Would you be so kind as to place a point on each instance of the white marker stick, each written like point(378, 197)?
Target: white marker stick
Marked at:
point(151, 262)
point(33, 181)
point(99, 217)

=-=-=-=-=

Problem statement: Repeat every line of the data, exactly and in full.

Written response:
Would you be so kind as to place a point on each instance of the white marker stick, each written like point(378, 197)?
Target: white marker stick
Marked at:
point(151, 262)
point(33, 181)
point(99, 217)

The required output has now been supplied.